> **What is asked**:
Give again the lines from the line with "For the benchmark, mark every instance of the orchid" to the last line of the records, exactly and in full. Do not carry over any pictures.
++++++++
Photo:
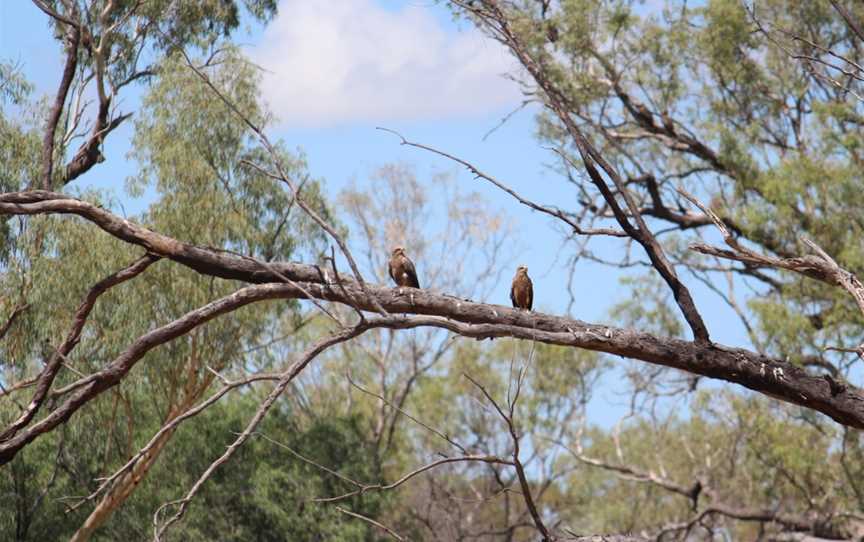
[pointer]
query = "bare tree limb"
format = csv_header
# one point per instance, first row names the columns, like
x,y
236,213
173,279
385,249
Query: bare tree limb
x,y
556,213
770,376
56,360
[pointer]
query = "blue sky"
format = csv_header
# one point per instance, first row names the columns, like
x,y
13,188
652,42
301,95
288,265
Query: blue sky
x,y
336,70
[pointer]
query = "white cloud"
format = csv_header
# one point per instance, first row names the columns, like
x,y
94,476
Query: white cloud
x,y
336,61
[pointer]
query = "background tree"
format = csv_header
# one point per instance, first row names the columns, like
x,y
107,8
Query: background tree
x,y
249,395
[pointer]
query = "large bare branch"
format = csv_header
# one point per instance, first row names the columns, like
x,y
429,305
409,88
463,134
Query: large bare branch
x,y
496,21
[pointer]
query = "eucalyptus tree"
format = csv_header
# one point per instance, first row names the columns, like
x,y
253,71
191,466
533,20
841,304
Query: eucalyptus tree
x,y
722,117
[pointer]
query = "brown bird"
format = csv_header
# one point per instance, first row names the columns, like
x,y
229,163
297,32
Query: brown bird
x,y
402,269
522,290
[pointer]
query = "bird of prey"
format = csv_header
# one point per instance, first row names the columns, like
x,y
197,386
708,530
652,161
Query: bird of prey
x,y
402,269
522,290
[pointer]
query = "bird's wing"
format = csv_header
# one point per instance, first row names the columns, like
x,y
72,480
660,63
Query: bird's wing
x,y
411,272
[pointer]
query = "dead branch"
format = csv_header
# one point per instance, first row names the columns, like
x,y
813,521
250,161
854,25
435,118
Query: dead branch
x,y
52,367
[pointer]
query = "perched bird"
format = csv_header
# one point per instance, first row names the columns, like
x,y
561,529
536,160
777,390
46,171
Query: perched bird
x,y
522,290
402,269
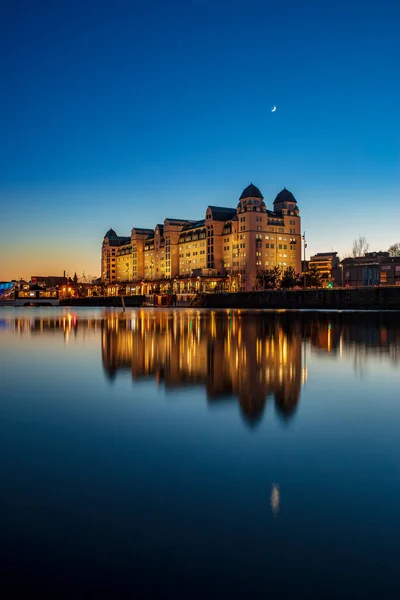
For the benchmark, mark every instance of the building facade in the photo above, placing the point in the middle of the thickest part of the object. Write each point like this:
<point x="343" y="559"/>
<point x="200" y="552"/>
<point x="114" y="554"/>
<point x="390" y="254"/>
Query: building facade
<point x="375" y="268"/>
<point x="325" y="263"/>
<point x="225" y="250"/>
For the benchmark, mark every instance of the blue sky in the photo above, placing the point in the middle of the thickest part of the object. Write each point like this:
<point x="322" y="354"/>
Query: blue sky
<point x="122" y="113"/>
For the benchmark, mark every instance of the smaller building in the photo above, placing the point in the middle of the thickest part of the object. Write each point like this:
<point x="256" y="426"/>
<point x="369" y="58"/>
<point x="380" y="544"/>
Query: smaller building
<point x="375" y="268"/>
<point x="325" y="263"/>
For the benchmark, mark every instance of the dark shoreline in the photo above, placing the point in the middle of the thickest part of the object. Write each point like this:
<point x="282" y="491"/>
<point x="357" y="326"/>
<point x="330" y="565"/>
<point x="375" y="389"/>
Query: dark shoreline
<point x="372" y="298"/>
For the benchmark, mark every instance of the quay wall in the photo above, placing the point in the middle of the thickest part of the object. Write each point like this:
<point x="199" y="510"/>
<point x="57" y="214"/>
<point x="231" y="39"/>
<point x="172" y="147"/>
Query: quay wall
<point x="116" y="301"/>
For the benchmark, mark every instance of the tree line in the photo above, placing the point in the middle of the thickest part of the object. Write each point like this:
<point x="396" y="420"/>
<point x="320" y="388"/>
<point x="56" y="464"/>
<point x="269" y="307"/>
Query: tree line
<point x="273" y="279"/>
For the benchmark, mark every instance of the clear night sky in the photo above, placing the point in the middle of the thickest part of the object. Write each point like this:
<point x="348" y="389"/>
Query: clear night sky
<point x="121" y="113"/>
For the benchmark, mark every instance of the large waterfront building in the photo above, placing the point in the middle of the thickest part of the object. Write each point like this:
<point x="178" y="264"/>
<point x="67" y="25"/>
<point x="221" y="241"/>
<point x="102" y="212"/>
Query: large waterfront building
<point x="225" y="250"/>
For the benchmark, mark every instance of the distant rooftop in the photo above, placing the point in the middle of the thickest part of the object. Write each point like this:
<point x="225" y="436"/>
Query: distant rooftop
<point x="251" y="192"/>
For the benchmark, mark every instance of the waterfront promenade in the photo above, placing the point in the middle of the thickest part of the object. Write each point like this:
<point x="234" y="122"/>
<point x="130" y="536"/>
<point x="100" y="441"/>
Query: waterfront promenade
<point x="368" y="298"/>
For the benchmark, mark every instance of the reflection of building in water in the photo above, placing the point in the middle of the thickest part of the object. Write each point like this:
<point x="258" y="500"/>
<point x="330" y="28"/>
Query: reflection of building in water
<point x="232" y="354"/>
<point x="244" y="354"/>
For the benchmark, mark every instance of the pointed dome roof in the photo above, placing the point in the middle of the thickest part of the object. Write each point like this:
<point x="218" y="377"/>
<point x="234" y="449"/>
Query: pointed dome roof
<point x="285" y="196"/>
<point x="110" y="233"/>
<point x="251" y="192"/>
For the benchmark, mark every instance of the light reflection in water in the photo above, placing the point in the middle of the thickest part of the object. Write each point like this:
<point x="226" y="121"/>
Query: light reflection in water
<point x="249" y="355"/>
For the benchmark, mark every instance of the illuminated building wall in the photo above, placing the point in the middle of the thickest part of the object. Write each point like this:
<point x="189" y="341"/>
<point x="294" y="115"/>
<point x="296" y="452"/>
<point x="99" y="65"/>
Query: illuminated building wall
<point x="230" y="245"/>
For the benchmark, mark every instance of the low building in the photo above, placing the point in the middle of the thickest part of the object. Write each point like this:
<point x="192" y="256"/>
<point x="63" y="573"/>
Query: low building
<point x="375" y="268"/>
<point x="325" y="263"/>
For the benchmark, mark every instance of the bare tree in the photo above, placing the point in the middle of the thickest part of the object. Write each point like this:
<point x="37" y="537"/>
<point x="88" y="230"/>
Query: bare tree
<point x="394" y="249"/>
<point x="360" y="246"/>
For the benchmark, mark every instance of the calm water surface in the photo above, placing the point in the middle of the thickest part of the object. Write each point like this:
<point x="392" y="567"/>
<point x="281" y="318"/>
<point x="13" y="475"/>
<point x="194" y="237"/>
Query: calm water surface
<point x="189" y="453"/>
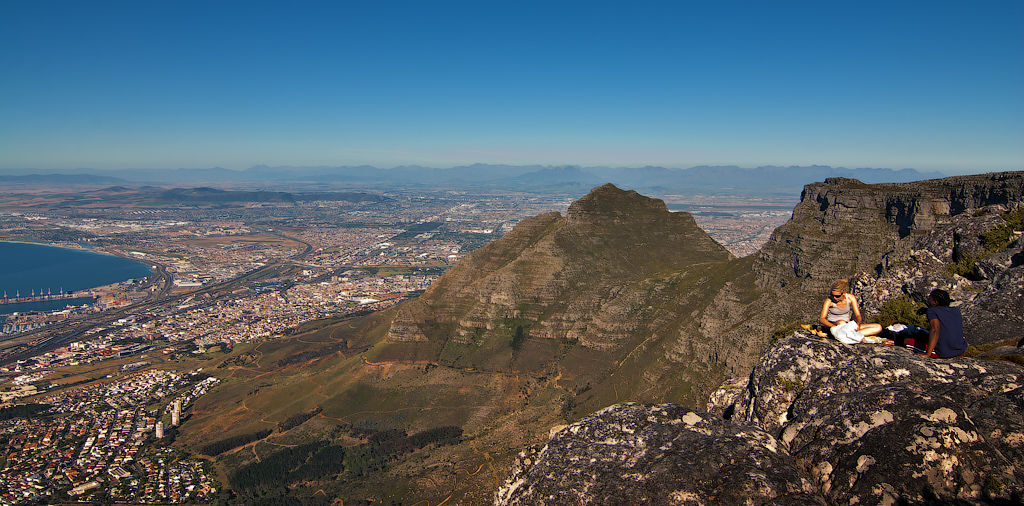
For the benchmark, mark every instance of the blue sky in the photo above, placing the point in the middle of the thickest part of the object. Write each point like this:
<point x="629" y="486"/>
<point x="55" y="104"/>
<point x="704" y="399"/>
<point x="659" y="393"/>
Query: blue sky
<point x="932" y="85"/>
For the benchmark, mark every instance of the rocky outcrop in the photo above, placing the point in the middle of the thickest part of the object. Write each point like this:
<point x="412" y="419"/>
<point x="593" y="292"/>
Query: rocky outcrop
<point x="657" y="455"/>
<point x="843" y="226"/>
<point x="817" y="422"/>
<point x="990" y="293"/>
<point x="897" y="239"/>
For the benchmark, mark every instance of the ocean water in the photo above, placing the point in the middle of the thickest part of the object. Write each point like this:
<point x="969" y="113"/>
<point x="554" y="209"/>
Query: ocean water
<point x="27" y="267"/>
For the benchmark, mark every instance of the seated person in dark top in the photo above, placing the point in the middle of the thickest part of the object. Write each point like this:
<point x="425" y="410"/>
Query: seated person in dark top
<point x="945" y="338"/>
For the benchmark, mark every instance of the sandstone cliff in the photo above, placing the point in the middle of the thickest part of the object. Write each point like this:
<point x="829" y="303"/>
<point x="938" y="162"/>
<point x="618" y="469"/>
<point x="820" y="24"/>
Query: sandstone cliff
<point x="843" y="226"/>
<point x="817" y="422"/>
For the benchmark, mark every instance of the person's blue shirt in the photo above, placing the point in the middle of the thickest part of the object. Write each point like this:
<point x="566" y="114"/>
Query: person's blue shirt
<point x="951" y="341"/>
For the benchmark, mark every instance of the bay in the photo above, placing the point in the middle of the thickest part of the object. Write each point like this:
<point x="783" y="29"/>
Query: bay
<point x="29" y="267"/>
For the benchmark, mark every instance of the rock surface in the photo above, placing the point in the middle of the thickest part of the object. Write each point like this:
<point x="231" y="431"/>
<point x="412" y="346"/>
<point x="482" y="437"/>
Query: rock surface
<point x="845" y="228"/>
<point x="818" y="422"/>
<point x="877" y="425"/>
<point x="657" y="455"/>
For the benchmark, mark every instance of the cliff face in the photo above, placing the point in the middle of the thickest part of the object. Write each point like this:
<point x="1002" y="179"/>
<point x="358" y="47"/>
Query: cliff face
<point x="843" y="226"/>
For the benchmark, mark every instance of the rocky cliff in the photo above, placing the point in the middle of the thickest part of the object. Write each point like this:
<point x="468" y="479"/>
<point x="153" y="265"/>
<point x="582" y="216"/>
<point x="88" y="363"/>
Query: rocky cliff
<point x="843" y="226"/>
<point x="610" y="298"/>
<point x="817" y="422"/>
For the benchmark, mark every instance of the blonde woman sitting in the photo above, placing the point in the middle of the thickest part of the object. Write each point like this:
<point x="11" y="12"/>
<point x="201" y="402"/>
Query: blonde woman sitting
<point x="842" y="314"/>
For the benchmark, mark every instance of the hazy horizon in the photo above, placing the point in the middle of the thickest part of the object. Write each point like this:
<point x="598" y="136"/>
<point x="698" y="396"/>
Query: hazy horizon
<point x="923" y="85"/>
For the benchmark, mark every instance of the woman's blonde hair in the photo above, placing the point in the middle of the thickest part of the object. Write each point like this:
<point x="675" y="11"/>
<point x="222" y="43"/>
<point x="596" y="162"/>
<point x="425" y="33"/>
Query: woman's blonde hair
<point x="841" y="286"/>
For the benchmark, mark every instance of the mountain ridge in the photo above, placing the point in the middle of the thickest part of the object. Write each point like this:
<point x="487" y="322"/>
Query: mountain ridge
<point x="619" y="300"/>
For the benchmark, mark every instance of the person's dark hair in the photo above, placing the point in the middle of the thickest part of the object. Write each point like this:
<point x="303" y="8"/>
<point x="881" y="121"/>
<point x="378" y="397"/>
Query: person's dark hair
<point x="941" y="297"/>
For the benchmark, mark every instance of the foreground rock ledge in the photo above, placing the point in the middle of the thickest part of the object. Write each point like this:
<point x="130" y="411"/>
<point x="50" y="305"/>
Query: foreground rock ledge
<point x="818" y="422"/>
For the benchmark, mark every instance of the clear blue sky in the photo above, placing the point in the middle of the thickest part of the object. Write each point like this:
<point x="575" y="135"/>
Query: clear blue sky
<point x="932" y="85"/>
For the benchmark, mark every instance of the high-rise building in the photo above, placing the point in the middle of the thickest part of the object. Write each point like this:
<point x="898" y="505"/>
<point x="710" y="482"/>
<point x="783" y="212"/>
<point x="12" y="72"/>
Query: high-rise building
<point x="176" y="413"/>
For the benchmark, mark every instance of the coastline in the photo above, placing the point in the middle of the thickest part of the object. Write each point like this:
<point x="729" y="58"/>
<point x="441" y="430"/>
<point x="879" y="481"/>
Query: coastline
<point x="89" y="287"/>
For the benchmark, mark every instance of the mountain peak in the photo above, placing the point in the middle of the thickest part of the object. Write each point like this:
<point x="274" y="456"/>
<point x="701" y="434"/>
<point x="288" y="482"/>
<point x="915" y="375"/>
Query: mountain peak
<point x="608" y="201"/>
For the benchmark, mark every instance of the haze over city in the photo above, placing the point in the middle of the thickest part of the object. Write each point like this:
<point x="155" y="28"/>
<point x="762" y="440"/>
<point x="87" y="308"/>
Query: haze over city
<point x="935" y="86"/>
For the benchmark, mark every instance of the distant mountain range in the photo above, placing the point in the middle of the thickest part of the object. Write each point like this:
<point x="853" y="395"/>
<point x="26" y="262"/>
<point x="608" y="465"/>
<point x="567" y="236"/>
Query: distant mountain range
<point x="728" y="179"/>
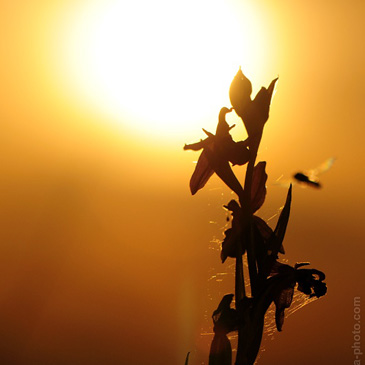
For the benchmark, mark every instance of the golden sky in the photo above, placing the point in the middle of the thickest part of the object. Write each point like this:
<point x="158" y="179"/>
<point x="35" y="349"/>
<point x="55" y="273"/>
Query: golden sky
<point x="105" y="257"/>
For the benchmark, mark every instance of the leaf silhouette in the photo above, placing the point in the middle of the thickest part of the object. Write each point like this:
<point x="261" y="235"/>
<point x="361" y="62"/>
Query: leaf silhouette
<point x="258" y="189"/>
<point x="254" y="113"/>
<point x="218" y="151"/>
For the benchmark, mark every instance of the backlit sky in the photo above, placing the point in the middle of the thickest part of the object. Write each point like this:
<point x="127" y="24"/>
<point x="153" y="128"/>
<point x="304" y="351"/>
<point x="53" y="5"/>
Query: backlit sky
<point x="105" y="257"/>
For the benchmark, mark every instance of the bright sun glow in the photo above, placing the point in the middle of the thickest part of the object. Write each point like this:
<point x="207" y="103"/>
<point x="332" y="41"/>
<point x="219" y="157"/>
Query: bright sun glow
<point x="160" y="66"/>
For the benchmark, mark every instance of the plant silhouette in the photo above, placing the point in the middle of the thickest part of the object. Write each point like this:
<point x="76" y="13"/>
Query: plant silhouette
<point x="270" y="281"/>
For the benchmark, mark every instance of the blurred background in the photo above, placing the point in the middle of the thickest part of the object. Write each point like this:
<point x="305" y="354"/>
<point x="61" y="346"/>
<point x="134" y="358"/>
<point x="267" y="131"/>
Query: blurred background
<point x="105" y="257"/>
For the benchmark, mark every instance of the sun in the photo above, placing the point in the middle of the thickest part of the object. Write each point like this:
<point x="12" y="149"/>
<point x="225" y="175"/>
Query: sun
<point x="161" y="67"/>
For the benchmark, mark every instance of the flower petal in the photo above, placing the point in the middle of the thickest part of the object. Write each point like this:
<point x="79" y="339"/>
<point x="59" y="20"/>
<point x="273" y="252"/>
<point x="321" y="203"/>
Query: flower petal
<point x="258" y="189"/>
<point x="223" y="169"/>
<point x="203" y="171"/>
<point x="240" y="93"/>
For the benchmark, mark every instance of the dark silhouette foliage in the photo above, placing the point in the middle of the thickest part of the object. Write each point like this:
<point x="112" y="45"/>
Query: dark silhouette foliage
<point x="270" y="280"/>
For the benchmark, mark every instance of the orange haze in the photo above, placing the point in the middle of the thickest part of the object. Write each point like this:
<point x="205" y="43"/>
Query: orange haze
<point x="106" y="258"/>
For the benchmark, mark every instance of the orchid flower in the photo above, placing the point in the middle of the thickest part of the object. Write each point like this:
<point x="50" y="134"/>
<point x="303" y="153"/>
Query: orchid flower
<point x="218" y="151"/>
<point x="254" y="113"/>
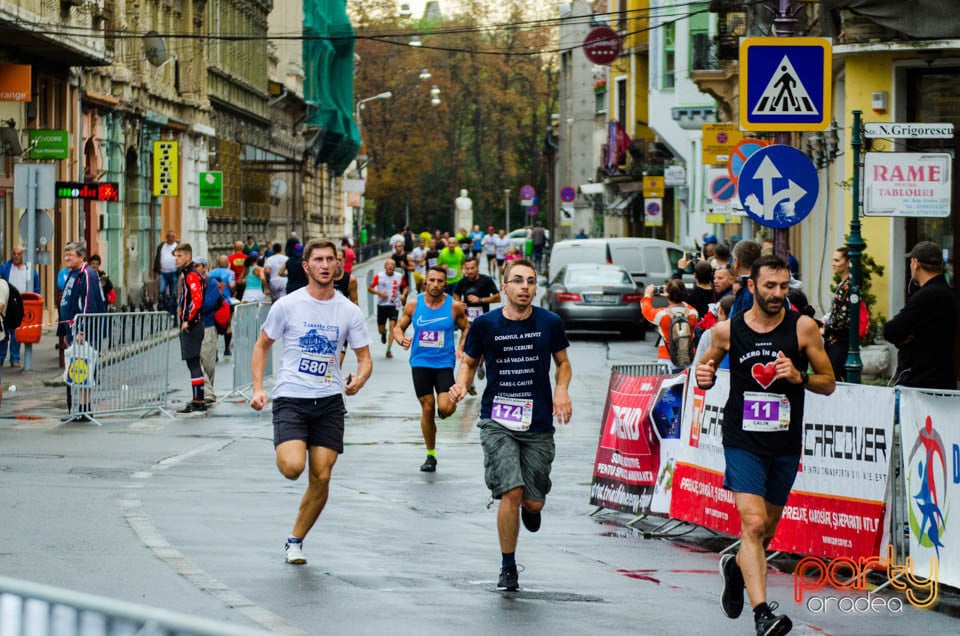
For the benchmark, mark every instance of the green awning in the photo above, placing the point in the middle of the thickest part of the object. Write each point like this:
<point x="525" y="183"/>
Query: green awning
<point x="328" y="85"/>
++++++++
> **Response**:
For the benchmark, mark every instance of the orchid flower in the photo above, placing the point in the middle of the thickest part of the object. Write each point like this:
<point x="50" y="134"/>
<point x="303" y="153"/>
Query: orchid flower
<point x="218" y="151"/>
<point x="254" y="113"/>
For the benchmark, mark every instance of the green awning in the photo above, placing the point in the middle of the thickest part of the object. Write each point like this:
<point x="525" y="183"/>
Query: green awning
<point x="328" y="85"/>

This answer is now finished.